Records
______

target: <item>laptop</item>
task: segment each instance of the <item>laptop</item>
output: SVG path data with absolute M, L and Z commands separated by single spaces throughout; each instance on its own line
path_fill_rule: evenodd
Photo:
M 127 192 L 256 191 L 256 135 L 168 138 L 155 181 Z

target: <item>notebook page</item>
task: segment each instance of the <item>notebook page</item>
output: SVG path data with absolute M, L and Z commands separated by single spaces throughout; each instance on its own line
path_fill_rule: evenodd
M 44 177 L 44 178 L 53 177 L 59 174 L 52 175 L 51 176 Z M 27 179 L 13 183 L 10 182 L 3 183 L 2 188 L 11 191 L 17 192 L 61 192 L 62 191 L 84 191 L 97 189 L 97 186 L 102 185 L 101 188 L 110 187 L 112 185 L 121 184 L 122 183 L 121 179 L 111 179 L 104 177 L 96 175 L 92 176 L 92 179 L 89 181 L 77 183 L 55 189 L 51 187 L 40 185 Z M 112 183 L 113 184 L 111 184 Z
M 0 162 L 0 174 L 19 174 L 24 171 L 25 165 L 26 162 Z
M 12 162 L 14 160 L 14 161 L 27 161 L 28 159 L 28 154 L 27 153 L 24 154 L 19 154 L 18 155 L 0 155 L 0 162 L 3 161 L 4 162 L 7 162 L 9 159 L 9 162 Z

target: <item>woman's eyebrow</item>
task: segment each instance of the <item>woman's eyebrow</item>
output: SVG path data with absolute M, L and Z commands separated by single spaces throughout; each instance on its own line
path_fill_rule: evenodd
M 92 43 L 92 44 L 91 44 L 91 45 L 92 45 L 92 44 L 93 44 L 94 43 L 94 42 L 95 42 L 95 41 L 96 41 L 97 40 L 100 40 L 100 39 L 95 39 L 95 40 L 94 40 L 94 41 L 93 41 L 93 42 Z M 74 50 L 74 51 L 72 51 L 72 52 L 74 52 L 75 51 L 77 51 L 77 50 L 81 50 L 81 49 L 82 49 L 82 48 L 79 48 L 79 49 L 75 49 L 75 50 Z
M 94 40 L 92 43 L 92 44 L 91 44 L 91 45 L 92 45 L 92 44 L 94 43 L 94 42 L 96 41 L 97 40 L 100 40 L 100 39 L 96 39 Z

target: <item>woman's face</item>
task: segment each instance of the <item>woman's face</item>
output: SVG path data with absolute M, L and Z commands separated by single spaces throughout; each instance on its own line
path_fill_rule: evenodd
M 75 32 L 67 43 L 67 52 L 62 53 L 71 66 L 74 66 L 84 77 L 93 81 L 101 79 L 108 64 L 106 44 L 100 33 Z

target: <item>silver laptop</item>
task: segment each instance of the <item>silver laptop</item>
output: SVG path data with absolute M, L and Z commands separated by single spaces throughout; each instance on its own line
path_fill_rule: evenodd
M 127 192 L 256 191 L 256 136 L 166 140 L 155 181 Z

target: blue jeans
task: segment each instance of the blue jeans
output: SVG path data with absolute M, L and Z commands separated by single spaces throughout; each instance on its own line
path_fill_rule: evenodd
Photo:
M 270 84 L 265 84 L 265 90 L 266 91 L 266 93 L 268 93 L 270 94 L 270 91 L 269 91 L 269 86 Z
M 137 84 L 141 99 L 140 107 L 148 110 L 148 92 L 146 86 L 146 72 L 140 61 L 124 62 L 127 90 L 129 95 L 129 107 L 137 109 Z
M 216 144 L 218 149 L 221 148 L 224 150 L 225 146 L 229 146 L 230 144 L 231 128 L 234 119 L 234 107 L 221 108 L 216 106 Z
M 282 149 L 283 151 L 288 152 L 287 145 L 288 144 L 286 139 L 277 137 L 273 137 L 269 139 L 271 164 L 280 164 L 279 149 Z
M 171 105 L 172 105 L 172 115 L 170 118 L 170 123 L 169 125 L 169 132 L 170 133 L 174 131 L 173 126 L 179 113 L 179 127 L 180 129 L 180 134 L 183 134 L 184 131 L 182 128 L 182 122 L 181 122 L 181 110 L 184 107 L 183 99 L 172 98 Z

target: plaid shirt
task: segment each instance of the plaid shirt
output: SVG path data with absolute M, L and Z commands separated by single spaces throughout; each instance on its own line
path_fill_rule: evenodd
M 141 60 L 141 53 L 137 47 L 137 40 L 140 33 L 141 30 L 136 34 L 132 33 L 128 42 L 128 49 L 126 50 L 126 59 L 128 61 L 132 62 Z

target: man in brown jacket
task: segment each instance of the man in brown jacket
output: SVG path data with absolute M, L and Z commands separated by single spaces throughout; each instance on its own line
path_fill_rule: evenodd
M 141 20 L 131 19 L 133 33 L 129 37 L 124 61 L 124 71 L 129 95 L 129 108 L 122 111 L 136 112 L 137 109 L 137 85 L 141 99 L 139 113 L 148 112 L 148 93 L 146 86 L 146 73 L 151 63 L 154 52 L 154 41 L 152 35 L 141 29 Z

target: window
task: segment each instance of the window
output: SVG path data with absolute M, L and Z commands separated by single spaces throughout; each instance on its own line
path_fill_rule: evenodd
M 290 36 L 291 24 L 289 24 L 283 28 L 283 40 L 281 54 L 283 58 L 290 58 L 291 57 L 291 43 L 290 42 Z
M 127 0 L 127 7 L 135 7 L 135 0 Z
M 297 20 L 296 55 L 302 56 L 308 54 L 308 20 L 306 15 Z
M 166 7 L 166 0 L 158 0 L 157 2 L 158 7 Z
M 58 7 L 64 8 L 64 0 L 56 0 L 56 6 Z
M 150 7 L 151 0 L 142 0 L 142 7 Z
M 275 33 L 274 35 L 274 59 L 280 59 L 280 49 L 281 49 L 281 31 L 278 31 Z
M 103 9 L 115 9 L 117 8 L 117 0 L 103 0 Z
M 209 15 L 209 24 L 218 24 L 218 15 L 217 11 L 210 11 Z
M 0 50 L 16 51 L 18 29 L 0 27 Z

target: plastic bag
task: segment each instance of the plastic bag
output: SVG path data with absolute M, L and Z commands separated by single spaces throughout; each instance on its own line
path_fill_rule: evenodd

______

Turn every line of the items above into a numbered list, leaving out the blank lines.

1. target: <item>laptop</item>
2. task: segment each instance of the <item>laptop</item>
3. output: SVG path data with absolute M, L and Z commands separated by single spaces throughout; each instance on its own line
4. path_fill_rule: evenodd
5. Photo:
6. M 127 192 L 256 191 L 256 135 L 168 138 L 155 181 Z
7. target: <item>notebook page</item>
8. task: segment each instance of the <item>notebook page</item>
9. output: SVG path data with absolute M, L and Z commands separated by single spaces throughout; each instance on its own line
10. path_fill_rule: evenodd
11. M 44 177 L 44 178 L 53 177 L 59 174 L 52 175 L 51 176 Z M 27 179 L 13 183 L 10 182 L 3 183 L 2 188 L 11 191 L 17 192 L 61 192 L 62 191 L 84 191 L 97 189 L 97 186 L 102 185 L 101 188 L 110 187 L 112 185 L 121 184 L 122 183 L 121 179 L 111 179 L 104 177 L 96 175 L 92 176 L 92 179 L 89 181 L 77 183 L 55 189 L 51 187 L 40 185 Z M 112 183 L 113 184 L 111 184 Z
12. M 0 162 L 0 174 L 19 174 L 24 171 L 25 165 L 26 162 Z
13. M 12 162 L 14 160 L 14 161 L 27 161 L 28 159 L 28 154 L 27 153 L 24 154 L 19 154 L 18 155 L 0 155 L 0 162 L 3 161 L 4 162 L 7 162 L 9 159 L 9 162 Z
14. target: <item>woman's eyebrow</item>
15. task: segment each instance of the <item>woman's eyebrow</item>
16. output: SVG path data with absolute M, L and Z commands separated by single spaces throughout; each instance on its own line
17. path_fill_rule: evenodd
18. M 92 43 L 92 44 L 91 44 L 91 45 L 92 45 L 92 44 L 93 44 L 94 43 L 94 42 L 95 42 L 95 41 L 96 41 L 97 40 L 100 40 L 100 39 L 95 39 L 95 40 L 94 40 L 94 41 L 93 41 L 93 42 Z M 74 50 L 74 51 L 72 51 L 72 52 L 74 52 L 75 51 L 77 51 L 77 50 L 81 50 L 81 49 L 82 49 L 82 48 L 79 48 L 79 49 L 75 49 L 75 50 Z
19. M 94 40 L 92 43 L 92 44 L 91 44 L 91 45 L 92 45 L 92 44 L 94 43 L 94 42 L 96 41 L 97 40 L 100 40 L 100 39 L 96 39 Z
20. target: <item>woman's face</item>
21. task: segment each instance of the <item>woman's face</item>
22. output: SVG path data with absolute M, L and Z commands separated by single spaces throughout; each instance on its own line
23. path_fill_rule: evenodd
24. M 75 32 L 67 43 L 67 52 L 62 53 L 71 66 L 74 66 L 84 77 L 93 81 L 101 79 L 108 64 L 106 44 L 100 33 Z
25. target: <item>silver laptop</item>
26. task: segment each instance of the <item>silver laptop</item>
27. output: SVG path data with absolute M, L and Z commands separated by single spaces throughout; each instance on its own line
28. path_fill_rule: evenodd
29. M 127 192 L 256 191 L 256 136 L 166 140 L 155 181 Z
30. target: blue jeans
31. task: segment each instance of the blue jeans
32. output: SVG path data with absolute M, L and Z commands separated by single spaces throughout; each instance on its own line
33. path_fill_rule: evenodd
34. Photo:
35. M 270 84 L 265 84 L 265 90 L 266 91 L 266 93 L 268 93 L 270 94 L 270 91 L 269 91 L 269 86 Z
36. M 137 84 L 141 99 L 140 107 L 148 110 L 148 92 L 146 86 L 146 72 L 140 61 L 124 62 L 127 90 L 129 95 L 129 107 L 137 109 Z
37. M 216 144 L 218 149 L 221 148 L 224 150 L 225 146 L 229 146 L 230 144 L 231 128 L 234 119 L 234 107 L 221 108 L 216 106 Z
38. M 282 149 L 283 151 L 288 152 L 287 145 L 288 144 L 286 139 L 277 137 L 273 137 L 269 139 L 271 164 L 280 164 L 279 149 Z
39. M 171 105 L 172 105 L 172 115 L 170 118 L 170 123 L 169 125 L 169 132 L 170 133 L 174 131 L 173 126 L 179 113 L 179 127 L 180 129 L 180 134 L 183 134 L 184 131 L 182 128 L 182 122 L 181 122 L 181 110 L 184 107 L 183 99 L 172 98 Z
40. target: plaid shirt
41. task: segment each instance of the plaid shirt
42. output: SVG path data with absolute M, L and Z commands separated by single spaces throughout; each instance on its own line
43. path_fill_rule: evenodd
44. M 141 60 L 141 53 L 137 47 L 137 40 L 140 33 L 141 30 L 136 34 L 132 33 L 128 42 L 128 49 L 126 50 L 126 59 L 128 61 L 132 62 Z
45. target: man in brown jacket
46. task: segment each instance of the man in brown jacket
47. output: SVG path data with absolute M, L and Z commands separated by single spaces throughout; each instance on its own line
48. path_fill_rule: evenodd
49. M 141 20 L 131 19 L 133 33 L 129 37 L 124 61 L 124 71 L 129 95 L 129 108 L 122 111 L 136 112 L 137 109 L 137 85 L 141 99 L 139 113 L 148 112 L 148 93 L 146 86 L 146 73 L 151 63 L 154 52 L 154 41 L 152 35 L 141 29 Z
50. target: window
51. task: segment each instance of the window
52. output: SVG path data with absolute M, L and Z commands separated by single spaces throughout; each instance on its own line
53. path_fill_rule: evenodd
54. M 290 36 L 291 24 L 289 24 L 283 28 L 283 40 L 281 54 L 283 58 L 290 58 L 291 57 L 291 43 L 290 42 Z
55. M 127 0 L 127 7 L 135 7 L 135 0 Z
56. M 297 20 L 296 55 L 302 56 L 308 54 L 308 20 L 306 15 Z
57. M 166 7 L 166 0 L 158 0 L 157 2 L 158 7 Z
58. M 58 7 L 64 8 L 64 0 L 56 0 L 56 6 Z
59. M 150 7 L 151 0 L 142 0 L 142 7 Z
60. M 275 33 L 274 35 L 274 59 L 280 59 L 280 49 L 281 49 L 281 31 L 278 31 Z
61. M 103 9 L 115 9 L 117 8 L 117 0 L 103 0 Z
62. M 209 15 L 209 24 L 218 24 L 218 15 L 217 11 L 210 11 Z
63. M 0 50 L 16 51 L 18 29 L 0 27 Z
64. target: plastic bag
65. task: segment each instance of the plastic bag
66. output: SVG path data with absolute M, L and Z commands separated by single spaces throughout; each instance on its own line
67. path_fill_rule: evenodd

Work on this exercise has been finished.